_Set problem 1:_ In the court opinion excerpt on consolidating the two defendants' cases, which case do the People rely on to argue for consolidation in the interest of judicial economy?
_Set problem 2:_ In the court opinion excerpt on consolidation, write out the passage that begins with the words "Arguendo, even if" and stops after "of undue prejudice.", switching "judicial economy" for "trial efficiency".
_Set problem 3:_ Pick up the court opinion excerpt on consolidating the two defendants' cases after its final sentence and continue it.

_Text excerpt:_
************

However, the charges against both defendants herein cannot be joined or consolidated as being the same offense when their actions were not connected as a common criminal venture. There is no evidence in the record that the defendants were acting together or in some way aided each other to commit the crime charged. Notwithstanding that both defendants are charged with the same Penal Law violations at the same location and at the same time, nothing in the charging documents indicate that the defendants knew each other or were working in concert or "doing the same activity together" as The People's Affirmation states on page 2. The complaining witnesses in each of the accusatory instruments made no mention of the other defendant whatsoever to believe that they acted together. Particularly of import, is that the pedigree information contained in the respective criminal files are quite diverse from one another: One, 45–year–old white male residing in Washington DC with sufficient assets for private counsel whereas the other defendant, a 28–year–old black male residing in Bronx, NY qualified for publicly paid Legal Aid. The two accusatory instruments do not share a complaining witness, and there is no sworn statement from either deponent APO1 OR APO2 that the defendants acted together or even knew each other. The People are asking the court to engage in improper speculation in the absence of sworn allegations connecting the two quite diverse defendants. This court concludes, regardless that they both engaged in the identical Penal Law violative conduct, at the identically same time, at the identically same place is not dispositive of a common criminal purpose and do not constitute a single criminal transaction as defined by the statute. Consequently, The People have failed to demonstrate that the defendants are properly joinable for consolidation pursuant to CPL 200.40 (1).
Arguendo, even if this court herein had found there is a single criminal transaction pursuant to CPL 200.40 (1), it is not dispositive of whether consolidation for trial is proper under the circumstances at bar. The decision to grant or deny a separate trial is vested primarily in the sound discretionary judgment of the Trial Judge. (People v. Fisher, 249 NY 419, 424 ; People v. Lane, 56 NY2d 1, 8  ). The People rely on People v. Mahboubian, 74 NY2d 174, 183–84 (1989), in arguing for consolidation in the interest of judicial economy. This language cited by the People regarding judicial economy is merely dicta. Contrary to the People's citing this proposition, the Court in Mahboubian held against consolidation due to a finding of undue prejudice.

************

_Rows:_

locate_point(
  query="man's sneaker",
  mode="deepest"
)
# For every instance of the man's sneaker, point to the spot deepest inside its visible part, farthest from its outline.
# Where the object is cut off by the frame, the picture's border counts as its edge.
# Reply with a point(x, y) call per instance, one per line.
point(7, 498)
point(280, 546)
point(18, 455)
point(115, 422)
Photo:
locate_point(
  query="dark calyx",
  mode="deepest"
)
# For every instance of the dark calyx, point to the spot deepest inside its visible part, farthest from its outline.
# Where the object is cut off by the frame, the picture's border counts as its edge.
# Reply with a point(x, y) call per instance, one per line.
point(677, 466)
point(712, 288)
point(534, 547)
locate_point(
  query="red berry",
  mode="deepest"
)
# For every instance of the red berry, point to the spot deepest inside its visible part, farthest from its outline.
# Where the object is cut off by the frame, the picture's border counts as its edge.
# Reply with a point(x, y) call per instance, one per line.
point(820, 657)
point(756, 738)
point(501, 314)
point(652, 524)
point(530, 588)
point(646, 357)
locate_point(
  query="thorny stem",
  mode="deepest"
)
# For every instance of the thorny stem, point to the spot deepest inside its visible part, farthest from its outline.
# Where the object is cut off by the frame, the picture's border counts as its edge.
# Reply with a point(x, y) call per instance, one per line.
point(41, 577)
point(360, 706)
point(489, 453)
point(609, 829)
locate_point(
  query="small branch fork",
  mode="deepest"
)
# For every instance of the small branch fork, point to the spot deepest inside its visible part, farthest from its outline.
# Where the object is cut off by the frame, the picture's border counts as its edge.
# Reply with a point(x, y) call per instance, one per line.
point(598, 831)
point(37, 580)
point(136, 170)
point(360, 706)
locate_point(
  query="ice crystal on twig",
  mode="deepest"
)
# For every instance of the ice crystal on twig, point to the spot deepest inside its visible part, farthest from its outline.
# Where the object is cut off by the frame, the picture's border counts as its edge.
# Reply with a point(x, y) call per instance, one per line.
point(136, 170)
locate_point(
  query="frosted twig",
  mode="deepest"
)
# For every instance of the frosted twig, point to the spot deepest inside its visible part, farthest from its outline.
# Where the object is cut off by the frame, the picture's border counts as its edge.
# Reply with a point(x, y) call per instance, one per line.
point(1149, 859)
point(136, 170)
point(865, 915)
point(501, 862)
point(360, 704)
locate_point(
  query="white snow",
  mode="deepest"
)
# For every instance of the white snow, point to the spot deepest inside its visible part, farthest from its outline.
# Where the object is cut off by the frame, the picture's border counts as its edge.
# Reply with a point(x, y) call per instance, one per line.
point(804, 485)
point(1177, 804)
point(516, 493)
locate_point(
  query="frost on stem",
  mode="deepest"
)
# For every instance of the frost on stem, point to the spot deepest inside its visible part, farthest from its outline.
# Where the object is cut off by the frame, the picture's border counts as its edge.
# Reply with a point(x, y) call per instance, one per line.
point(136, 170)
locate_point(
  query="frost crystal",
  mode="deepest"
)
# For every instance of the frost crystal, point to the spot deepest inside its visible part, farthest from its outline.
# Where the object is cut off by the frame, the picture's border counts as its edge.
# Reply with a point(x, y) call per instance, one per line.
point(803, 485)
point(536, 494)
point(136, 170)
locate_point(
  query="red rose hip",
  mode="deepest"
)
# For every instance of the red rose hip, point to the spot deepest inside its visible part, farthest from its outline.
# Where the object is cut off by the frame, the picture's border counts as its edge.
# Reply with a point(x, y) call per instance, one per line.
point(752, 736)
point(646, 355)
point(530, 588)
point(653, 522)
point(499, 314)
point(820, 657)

************

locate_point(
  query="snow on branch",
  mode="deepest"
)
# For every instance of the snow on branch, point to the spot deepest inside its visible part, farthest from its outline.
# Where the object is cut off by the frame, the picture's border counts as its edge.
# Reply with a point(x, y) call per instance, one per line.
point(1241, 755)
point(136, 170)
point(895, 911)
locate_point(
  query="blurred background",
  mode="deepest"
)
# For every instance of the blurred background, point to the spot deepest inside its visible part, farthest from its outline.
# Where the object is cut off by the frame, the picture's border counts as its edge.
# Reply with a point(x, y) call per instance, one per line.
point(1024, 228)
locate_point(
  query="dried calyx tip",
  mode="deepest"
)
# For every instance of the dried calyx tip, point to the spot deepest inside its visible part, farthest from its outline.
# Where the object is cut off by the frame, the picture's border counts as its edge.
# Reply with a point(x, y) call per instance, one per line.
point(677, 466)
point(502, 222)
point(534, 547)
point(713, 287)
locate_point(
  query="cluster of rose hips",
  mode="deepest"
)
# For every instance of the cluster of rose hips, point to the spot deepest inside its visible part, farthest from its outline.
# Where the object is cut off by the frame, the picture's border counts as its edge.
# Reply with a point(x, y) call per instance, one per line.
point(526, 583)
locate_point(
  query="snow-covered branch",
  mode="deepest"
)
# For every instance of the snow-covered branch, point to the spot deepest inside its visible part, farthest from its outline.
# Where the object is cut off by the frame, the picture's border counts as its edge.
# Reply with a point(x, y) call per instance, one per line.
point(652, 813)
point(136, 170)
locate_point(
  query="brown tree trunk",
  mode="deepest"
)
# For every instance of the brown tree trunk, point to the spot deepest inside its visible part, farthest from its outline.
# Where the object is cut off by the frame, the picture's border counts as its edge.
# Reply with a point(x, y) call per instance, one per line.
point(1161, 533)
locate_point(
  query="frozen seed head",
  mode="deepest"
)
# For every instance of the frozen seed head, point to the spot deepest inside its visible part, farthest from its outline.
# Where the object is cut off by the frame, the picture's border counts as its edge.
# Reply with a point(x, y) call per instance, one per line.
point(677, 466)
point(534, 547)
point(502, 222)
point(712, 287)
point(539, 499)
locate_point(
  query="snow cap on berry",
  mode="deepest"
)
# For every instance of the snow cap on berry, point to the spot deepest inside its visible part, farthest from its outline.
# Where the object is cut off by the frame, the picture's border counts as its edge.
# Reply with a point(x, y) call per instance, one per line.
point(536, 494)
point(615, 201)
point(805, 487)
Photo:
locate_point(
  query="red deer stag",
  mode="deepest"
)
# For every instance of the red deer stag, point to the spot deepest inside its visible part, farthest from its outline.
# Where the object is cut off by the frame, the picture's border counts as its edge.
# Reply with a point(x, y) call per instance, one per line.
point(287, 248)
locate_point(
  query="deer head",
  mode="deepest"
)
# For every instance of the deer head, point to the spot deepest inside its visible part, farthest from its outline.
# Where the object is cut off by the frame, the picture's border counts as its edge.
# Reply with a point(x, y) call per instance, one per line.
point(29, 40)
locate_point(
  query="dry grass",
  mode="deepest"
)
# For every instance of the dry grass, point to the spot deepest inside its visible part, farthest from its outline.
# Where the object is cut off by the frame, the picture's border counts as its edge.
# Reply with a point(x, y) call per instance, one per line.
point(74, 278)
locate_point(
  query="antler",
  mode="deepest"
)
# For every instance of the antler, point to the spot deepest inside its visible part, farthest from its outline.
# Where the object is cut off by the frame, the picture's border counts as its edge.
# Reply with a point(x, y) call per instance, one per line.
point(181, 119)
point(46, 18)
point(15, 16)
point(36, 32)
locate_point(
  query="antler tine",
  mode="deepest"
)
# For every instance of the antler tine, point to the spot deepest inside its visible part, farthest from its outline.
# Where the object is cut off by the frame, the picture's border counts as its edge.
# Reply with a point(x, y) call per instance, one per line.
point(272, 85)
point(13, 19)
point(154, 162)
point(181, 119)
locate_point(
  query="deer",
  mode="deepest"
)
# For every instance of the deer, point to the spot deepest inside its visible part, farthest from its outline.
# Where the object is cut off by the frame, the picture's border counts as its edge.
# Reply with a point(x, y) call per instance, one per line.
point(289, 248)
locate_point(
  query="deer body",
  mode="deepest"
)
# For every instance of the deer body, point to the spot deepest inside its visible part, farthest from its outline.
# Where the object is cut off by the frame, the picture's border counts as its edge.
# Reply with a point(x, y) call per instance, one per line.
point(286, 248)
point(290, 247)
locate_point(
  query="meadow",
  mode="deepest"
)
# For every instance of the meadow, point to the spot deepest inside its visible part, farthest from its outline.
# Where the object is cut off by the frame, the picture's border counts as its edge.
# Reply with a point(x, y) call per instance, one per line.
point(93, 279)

************

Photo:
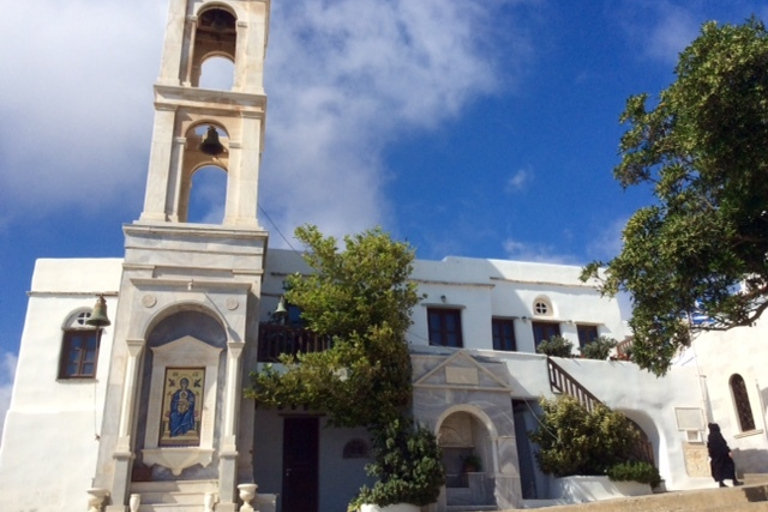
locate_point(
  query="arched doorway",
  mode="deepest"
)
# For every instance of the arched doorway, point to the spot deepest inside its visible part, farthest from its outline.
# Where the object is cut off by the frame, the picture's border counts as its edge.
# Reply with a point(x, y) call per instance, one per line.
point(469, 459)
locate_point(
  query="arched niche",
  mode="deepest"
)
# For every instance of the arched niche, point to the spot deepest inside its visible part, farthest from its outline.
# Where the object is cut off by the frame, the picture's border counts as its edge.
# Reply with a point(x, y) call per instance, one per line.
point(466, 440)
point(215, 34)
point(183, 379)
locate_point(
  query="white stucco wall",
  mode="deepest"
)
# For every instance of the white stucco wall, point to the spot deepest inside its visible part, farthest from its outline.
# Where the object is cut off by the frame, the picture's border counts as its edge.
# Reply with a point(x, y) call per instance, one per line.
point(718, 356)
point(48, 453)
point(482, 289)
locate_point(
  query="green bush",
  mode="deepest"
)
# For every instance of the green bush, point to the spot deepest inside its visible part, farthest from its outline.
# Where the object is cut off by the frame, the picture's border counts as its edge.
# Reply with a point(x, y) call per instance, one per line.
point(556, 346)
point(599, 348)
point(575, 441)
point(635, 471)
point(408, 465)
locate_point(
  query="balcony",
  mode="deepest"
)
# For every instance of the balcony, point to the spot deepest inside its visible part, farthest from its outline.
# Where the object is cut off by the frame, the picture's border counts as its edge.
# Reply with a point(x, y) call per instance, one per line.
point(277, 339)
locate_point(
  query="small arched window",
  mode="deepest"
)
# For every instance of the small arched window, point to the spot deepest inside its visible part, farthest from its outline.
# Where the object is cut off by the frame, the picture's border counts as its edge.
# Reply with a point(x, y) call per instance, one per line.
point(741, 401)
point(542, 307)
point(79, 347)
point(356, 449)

************

_Final answer 1:_ People v. Mahboubian, 74 NY2d 174 (1989).

_Final answer 2:_
Arguendo, even if this court herein had found there is a single criminal transaction pursuant to CPL 200.40 (1), it is not dispositive of whether consolidation for trial is proper under the circumstances at bar. The decision to grant or deny a separate trial is vested primarily in the sound discretionary judgment of the Trial Judge. (People v. Fisher, 249 NY 419, 424 ; People v. Lane, 56 NY2d 1, 8  ). The People rely on People v. Mahboubian, 74 NY2d 174, 183–84 (1989), in arguing for consolidation in the interest of trial efficiency. This language cited by the People regarding trial efficiency is merely dicta. Contrary to the People's citing this proposition, the Court in Mahboubian held against consolidation due to a finding of undue prejudice.

_Final answer 3:_
The NY Court of Appeals in its decision found that there must be another level of scrutiny in the trial court's decision making on the issue of consolidation of multiple defendants for trial. It is within the discretion of the trial judge to deny or grant consolidation if it finds undue prejudice to any of the defendants. Mahboubian found against consolidation in part because of undue prejudice, which is to be decided within the sole discretion of the trial judge. The People claim herein that the same witnesses would be called to testify at both trials and that the risk of undue prejudice would be minimal since so much of the evidence against each defendant would be relevant and admissible as to the other defendant. There is nothing in the accusatory instruments nor the records as currently exist which indicates that the witnesses are the same, particularly since the charging instruments for the two defendants do not share the same complaining witnesses.
This court agrees with Mahboubian that the goal of the public interest in expediting the disposition of criminal matters and the convenience of the witnesses are laudable goals. However, these public policy goals must not preempt the due process goal to ensure that each defendant herein be given their day in court free from the taint of undue prejudice. This court opines that a consolidated joint trial would even more so be of heightened undue prejudice against each defendant due to the particularly socially repulsive nature of the charges against each defendant. Such joinder at trial would indeed be ripe for an atmosphere rife with undue prejudice, particularly in a jury trial. Perhaps, undue prejudice may be mitigated where the trier of fact is judge rather than jury.
For the foregoing reasons, the People's motion to consolidate the dockets against each defendant is denied.
This constitutes the order and opinion of This Honorable Court.
1. CPL 200.20 covers situations where defendants (or the same defendant) are charged with different offenses. In such situations, consolidation is mandatory under some circumstances and left to the court's discretion in others. Under CPL 200.20, determination of the application for consolidation is at the court's discretion but is mandatory if the defendants are seeking consolidation of offenses arising out of the same act or transaction. People v. Sharpton, 141 Misc 2d 322 (Crim Ct, Kings County 1988)
2. First Amendment Protests and Demonstrations with acts of civil disobedience are so strategically planned and orchestrated with volunteer defense counsel in place just for the expected consequence of en masse arrests. Therefore, not only are defendants acting in concert under one criminal transaction, one common purpose, one common scheme to affirmatively violate the law in exercise of their First Amendment Rights, the volunteer lawyers are also acting in concert under one common purpose and one common scheme to protect those defendants under one and the same legal argument. The defense's legal procedural strategy may be to consolidate all the defendants into one accusatory instrument. Such consolidation avoids duplicative expenditure of time, resources and expenses as well as bolster the altruistic underpinnings of the intentionally planned orchestrated commission of the crime being charged. However, People have argued against consolidation of these protester defendants for purposes of trial strategy whereas defendants have argued for consolidation. See, People v. Sharpton, 141 Misc 2d 322 (Crim Ct, Kings County 1988). Day of Outrage Cases. See, People v. Biltstead, 151 Misc 2d 620 (Crim Ct, Kings County 1991).People fought against consolidation of 18 defendants in Sharpton. The defendants in the case at bar had no noble altruistic motives. Nor, did these instant defendants act in concert under one criminal transaction, one common purpose nor one common scheme under the advocacy of lawyers working together with a unified legal strategy. Rather one defendant is represented by private counsel and the other defendant by Legal Aid. What is the People's guiding principle to reach such inconsistent outcomes as to consolidation of multiple defendants?
Sandra E. Roper, J.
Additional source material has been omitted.